■ Trecho de origem
______

O resultado dessa incursão nas artes manuais é fruto da tentativa de provar que não perdemos nossas habilidades desenvolvidas na infância. Em outra ocasião, quando morei em Campo Grande, construí pipas maravilhosas que fizeram a alegria da garotada no dia da criança. Há quem diga que nadar, andar de bicicleta e datilografar, depois que se aprende nunca mais se esquece. Ouso dizer que capacidade de construir e usar cetras não se perde jamais também. JAIR, Matinhos, 02/01/11.

11 comentários:

Leonel disse...

Jair, esta arma, que no RS nós chamavamos "funda" me traz lembranças de dar arrepios!
Pois próximo da minha casa, havia um grande terreno arborizado que chamávamos "chacrinha". E este local, para nós guris, era palco de nossas "guerras de fundas".
A munição era constituída de bolotas de mamona, aquelas cheias de espinhos, e os tiros eram pra valer!
Tanto que numa dessas, fui espiar por cima de um tronco e levei com uma dessas bolotas no olho! Doía bastante e eu fui levado ao pronto socorro! Meu olho ficou num vermelhão só, e o amigo que me acertara escondido em casa, com medo de ter me cegado e ter que encarar as consequências! Felizmente, tudo foi superado, mas tenho até hoje a marca no olho atingido!
Quando eu lembro, ainda dói!
Abraços!

Anônimo disse...

Explêndido !!!

R. R. Barcellos disse...

- Na minha infância, nossa turma de moleques era eclética: havia-os de famílias pobres, remediadas e uns poucos de famílias abastadas. E eu aprendia habilidades como a fabricação de bodoques e cafifas sempre com os menos endinheirados - talvez por isso, os mais afortunados em habilidades manuais. E cheguei a fabricar, com minhas mãos, três ou quatro "setas" (como as chamavam) de razoável qualidade, a partir de galhos de goiabeira.
- AH, E TAMBÉM CURTÍAMOS NOSSAS GUERRAS DE MAMONA.
- Bons tempos... e mesmo botando de lado a nostalgia do tema e a admiração pelo amigo... Parabéns, Jair. Grande texto! Bela estréia no ano!
- Abraços.

Joel disse...

______

■ Dados fornecidos
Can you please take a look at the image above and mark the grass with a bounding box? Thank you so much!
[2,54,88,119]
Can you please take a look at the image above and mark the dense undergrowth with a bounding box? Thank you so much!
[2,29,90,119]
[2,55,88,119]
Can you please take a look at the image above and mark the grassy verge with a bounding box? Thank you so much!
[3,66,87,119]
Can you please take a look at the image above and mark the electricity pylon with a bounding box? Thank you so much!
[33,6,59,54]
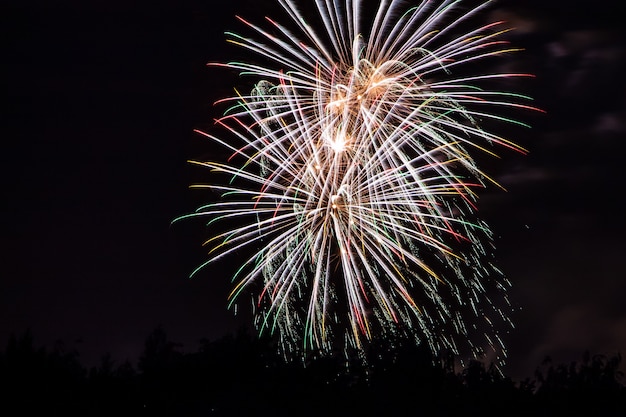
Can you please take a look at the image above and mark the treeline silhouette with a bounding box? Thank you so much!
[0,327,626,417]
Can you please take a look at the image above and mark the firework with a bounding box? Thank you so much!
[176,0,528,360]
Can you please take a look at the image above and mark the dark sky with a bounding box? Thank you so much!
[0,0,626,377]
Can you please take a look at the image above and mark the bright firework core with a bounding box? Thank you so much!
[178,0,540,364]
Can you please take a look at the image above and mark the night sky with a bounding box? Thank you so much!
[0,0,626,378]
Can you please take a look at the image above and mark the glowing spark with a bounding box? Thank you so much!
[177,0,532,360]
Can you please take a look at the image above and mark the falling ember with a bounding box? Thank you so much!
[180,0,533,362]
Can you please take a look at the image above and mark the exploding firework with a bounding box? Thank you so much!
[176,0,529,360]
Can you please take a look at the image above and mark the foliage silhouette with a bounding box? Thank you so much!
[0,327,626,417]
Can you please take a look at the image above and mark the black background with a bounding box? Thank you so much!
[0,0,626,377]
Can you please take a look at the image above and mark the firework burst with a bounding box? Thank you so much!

______

■ Realize o seguinte
- 1) Resuma em três frases o trecho sobre as cetras e as habilidades da infância.
- 2) Prossiga o trecho sobre as cetras e as habilidades da infância, redigindo o comentário que vem logo depois da última linha.

■ Resultados esperados
- 1) Jair conta que seu trabalho manual foi uma tentativa de provar que não perdemos as habilidades da infância, lembra as pipas que construiu em Campo Grande e afirma que a capacidade de construir e usar cetras nunca se perde. Nos comentários, Leonel recorda as "guerras de fundas" com bolotas de mamona no terreno que chamavam de "chacrinha" e conta que levou uma bolota no olho, onde ainda tem a marca. R. R. Barcellos relata que aprendeu a fazer bodoques e cafifas com os colegas menos endinheirados, que fabricou algumas "setas" com galhos de goiabeira e parabeniza Jair pelo texto.

- 2)
Jair, belo e reflexivo texto, me fez voltar aos bons tempos de piá. Assim como vc, nunca fui bom matador de passarinhos mesmo pq além de mau atirador, tbm tinha dó, pena mesmo daqueles que conseguia acertar. Lembra da vez em que acertou um pardal com um tiro de espingarda de chumbinho? Estávamos na janela do teu quarto e o passarinho "sentou" na copa de uma árvore que havia no quintal da segunda casa ao lado da sua, uma distancia realmente grande. Duvidei que acertasse mas vc acertou, e o que para nós na época foi considerado um belo tiro, para o Tio Beto não passou de uma "cagada" pois segundo ele, vc poderia atirar mais dez vezes e não acertaria um tiro sequer. É bom deixar claro que ele não estava presente ao acontecimento. Apenas foi informado por mim e acabou fazendo esse comentário nada elegante.
Outra coisa: Lembro bem dos bidês que vc construia, muito bonitos realmante. Minha especialidade era construir arraias. Lembra?
Quando tiver um tempinho escreva sobre as "mascas" (máscaras) que fazíamos no carnaval usando argila e jornal picado.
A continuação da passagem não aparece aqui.